Begin at the line with "marker in the photo above." and write out every line after it, exactly, through the last line below, adding nothing.

START STUDY MATERIAL

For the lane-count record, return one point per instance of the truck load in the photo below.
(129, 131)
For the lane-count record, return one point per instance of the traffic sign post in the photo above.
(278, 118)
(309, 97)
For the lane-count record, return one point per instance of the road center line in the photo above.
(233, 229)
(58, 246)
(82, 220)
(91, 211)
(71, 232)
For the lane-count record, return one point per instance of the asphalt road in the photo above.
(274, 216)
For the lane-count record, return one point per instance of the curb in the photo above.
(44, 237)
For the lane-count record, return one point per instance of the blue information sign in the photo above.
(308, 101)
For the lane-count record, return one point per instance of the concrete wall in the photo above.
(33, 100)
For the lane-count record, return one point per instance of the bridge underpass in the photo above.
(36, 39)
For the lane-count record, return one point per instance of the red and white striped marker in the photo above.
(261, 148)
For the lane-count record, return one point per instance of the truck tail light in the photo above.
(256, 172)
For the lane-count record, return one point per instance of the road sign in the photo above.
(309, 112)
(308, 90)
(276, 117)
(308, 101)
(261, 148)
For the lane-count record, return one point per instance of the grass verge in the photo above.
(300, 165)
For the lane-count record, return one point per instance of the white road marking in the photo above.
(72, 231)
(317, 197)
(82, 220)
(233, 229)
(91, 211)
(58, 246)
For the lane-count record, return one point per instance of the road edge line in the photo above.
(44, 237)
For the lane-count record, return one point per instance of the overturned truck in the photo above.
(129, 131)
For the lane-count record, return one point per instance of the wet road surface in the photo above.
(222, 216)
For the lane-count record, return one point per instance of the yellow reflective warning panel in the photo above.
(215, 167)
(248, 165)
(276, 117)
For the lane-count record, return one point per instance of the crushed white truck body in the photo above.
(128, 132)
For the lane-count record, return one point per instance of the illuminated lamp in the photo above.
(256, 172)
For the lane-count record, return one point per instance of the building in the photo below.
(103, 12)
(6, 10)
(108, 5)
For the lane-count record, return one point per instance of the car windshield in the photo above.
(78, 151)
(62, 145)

END STUDY MATERIAL

ANSWER BOX:
For the lane-count record, return one point per instance of the red and white striped marker in the photo above.
(261, 148)
For the lane-count record, return one point per instance of the truck tail light in the photo above.
(256, 172)
For the lane-count record, return one point per instance of the road sign in the photo above.
(309, 112)
(308, 90)
(276, 117)
(308, 101)
(261, 148)
For the lane-count record, return one point per instance of the grass verge in the photo above.
(300, 165)
For the lane-count record, return one point per instance of the white road marking in the photo above.
(72, 231)
(317, 197)
(82, 220)
(233, 229)
(91, 211)
(58, 246)
For the lane-count record, return one point per instance of the road edge line in the photo above.
(44, 237)
For the lane-count record, return one point per instance of the overturned truck in the photo above.
(129, 131)
For the lane-count record, return one point per instance of the wet road surface in the photo above.
(222, 216)
For the lane-count record, return one point per instance of the yellow reflective warning panel in the photo above.
(215, 167)
(248, 165)
(276, 117)
For the lane-count record, return one point per instance of the crushed white truck body in the photo above.
(128, 132)
For the lane-count record, return one point per instance of the illuminated lamp in the photo above.
(256, 172)
For the lane-count record, return one point per instance of the building in the photo below.
(103, 12)
(6, 10)
(108, 5)
For the lane-count record, return one point per instance of the car windshield in the photo above.
(78, 151)
(62, 145)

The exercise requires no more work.